== WHAT THE EXERCISE ASKS ==
When you copy the entries, keep every word exactly as it is and drop the images.

(Point localization data)
= Beginning of Section =
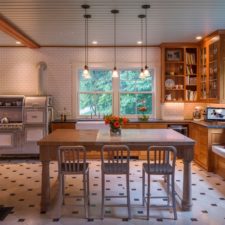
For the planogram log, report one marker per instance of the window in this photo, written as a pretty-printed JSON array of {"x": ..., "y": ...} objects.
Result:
[
  {"x": 95, "y": 94},
  {"x": 134, "y": 92},
  {"x": 102, "y": 95}
]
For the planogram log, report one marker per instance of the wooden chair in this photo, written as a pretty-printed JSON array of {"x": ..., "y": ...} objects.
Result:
[
  {"x": 163, "y": 163},
  {"x": 115, "y": 161},
  {"x": 72, "y": 160}
]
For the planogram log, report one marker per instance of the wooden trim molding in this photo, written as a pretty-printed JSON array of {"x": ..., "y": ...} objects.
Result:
[{"x": 11, "y": 30}]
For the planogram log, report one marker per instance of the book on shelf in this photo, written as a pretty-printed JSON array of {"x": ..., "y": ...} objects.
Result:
[
  {"x": 191, "y": 80},
  {"x": 190, "y": 58},
  {"x": 189, "y": 70},
  {"x": 191, "y": 95}
]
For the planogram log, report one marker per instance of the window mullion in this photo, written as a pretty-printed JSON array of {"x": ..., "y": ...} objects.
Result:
[{"x": 115, "y": 102}]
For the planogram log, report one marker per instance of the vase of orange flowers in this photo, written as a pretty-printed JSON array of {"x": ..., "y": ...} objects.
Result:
= End of Section =
== RESULT OF THE TASK ==
For the planogram log, report one marker per instance of the window in this photo, written as a pretty-printed JSON array of {"x": ..., "y": ...} objects.
Result:
[
  {"x": 95, "y": 94},
  {"x": 134, "y": 92},
  {"x": 102, "y": 95}
]
For the planogram log, report one marker per instance of the wooden chair in this photo, written as a pretty-printed JSON array of {"x": ..., "y": ...} objects.
Result:
[
  {"x": 163, "y": 163},
  {"x": 115, "y": 161},
  {"x": 72, "y": 160}
]
For the planogram log, report one marker per instance of the wooden trim molding in this photo, written as a pretty-printed JSON array of {"x": ..., "y": ...} objects.
Result:
[{"x": 11, "y": 30}]
For the planogram log, report one marker per instance of the book on shelf in this photo, written as a pretty-printed JSON array of {"x": ..., "y": ...} objects.
Result:
[
  {"x": 191, "y": 80},
  {"x": 190, "y": 58},
  {"x": 189, "y": 70},
  {"x": 191, "y": 95}
]
For the planogram log, report one marker per instance of the window mullion in this photo, written as a pretty-printed JSON array of {"x": ..., "y": ...} objects.
Result:
[{"x": 115, "y": 102}]
For the planogram log, report one marker per instance of the vase of orange flowers in this photo, written as a pretty-printed JSON array of {"x": ..., "y": ...} objects.
Result:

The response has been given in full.